Exercise input: Begin
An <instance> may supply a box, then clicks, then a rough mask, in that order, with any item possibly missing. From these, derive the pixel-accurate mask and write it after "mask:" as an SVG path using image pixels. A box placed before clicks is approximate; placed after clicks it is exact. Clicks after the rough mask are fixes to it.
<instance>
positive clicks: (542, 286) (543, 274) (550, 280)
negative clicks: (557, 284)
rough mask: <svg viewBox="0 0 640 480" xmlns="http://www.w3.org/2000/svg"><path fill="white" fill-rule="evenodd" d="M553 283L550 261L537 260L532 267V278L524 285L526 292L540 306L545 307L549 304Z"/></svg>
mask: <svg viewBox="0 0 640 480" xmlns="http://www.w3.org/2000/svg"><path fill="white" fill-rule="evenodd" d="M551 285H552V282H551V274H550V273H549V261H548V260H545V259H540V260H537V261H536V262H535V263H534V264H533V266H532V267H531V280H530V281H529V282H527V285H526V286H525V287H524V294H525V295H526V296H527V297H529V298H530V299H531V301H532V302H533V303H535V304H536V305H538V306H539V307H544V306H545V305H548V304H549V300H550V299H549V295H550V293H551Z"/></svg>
Exercise input: End
Exercise input: Begin
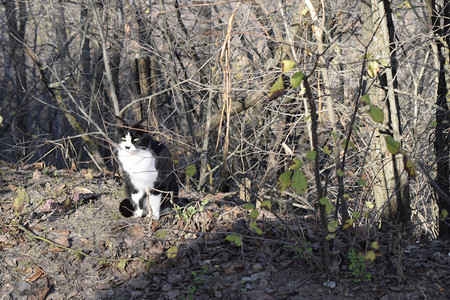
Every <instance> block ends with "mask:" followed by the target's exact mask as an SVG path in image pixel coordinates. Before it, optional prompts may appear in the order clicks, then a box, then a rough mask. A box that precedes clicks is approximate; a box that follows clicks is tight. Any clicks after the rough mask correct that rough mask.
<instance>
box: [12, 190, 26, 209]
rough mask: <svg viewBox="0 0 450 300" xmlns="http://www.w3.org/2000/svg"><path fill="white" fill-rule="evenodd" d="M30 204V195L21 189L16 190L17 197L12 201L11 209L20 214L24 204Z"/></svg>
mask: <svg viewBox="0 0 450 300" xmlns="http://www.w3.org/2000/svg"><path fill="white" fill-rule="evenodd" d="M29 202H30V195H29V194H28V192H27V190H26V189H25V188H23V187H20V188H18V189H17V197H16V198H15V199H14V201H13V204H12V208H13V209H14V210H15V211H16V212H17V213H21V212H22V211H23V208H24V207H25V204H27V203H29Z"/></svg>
Exercise input: End
Exercise input: Begin
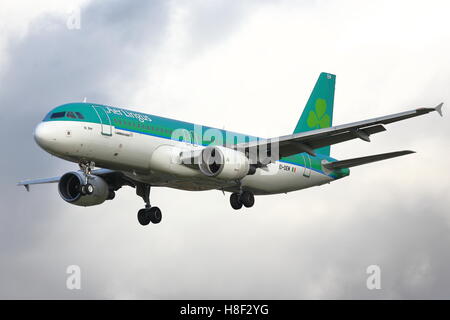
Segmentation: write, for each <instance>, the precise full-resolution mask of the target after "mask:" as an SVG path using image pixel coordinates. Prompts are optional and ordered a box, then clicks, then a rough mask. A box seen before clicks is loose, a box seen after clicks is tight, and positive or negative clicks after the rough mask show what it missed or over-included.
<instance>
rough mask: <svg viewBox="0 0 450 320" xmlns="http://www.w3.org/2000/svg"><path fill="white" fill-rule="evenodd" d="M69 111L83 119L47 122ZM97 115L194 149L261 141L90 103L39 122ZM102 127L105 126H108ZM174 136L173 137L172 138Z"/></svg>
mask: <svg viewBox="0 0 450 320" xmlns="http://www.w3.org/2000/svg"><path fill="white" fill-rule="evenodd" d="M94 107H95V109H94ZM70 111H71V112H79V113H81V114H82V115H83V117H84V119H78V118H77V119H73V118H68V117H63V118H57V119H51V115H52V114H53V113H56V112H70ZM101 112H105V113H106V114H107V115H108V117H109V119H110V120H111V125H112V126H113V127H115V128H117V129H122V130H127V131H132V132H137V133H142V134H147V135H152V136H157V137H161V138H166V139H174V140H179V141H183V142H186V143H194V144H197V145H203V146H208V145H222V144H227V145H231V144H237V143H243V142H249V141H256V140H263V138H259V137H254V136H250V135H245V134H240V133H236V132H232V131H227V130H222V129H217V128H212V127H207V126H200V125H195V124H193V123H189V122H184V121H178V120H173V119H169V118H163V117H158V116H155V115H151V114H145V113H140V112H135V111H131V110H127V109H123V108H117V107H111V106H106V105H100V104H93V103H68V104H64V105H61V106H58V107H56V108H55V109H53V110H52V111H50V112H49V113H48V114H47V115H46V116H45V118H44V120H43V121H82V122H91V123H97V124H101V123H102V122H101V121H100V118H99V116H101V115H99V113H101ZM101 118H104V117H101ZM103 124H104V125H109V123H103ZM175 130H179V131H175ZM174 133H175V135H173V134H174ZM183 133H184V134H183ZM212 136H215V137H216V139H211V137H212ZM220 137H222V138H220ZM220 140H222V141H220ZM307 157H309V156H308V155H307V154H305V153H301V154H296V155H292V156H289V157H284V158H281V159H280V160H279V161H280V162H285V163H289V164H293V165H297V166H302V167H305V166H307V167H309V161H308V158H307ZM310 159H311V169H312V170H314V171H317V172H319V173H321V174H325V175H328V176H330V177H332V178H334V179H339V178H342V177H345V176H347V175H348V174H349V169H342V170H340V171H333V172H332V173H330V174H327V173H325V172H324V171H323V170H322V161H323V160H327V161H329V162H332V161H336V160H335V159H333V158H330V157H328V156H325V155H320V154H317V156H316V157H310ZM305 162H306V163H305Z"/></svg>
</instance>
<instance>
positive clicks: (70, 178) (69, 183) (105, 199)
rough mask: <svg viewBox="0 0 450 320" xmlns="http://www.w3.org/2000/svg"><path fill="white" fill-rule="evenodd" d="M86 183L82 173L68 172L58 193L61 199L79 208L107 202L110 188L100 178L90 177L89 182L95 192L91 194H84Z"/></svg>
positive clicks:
Exercise input: End
The problem
Return each line of the listing above that contains the string "negative". Case counts.

Task answer
negative clicks: (557, 284)
Segmentation: write, for each <instance>, the precise full-resolution mask of the target after "mask:" as an SVG path using image pixel coordinates. Prompts are optional and ordered a box, then clicks, then a rough mask. A box seen before clicks is loose, a box seen after clicks is tight, and positive or negative clicks after the rough mask show what it missed or over-included.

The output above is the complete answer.